Work to be completed:
I'd like the number of lines in the material below that include the word "beam", written with no other text.

Records supplied:
-*-

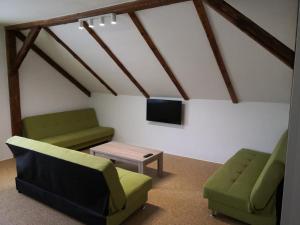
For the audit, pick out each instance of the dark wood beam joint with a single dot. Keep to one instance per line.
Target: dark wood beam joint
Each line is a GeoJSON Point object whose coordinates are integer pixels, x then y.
{"type": "Point", "coordinates": [115, 59]}
{"type": "Point", "coordinates": [28, 42]}
{"type": "Point", "coordinates": [65, 46]}
{"type": "Point", "coordinates": [157, 53]}
{"type": "Point", "coordinates": [117, 9]}
{"type": "Point", "coordinates": [55, 65]}
{"type": "Point", "coordinates": [265, 39]}
{"type": "Point", "coordinates": [215, 48]}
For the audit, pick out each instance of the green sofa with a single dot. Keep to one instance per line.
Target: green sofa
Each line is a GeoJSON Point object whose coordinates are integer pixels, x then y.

-*-

Task output:
2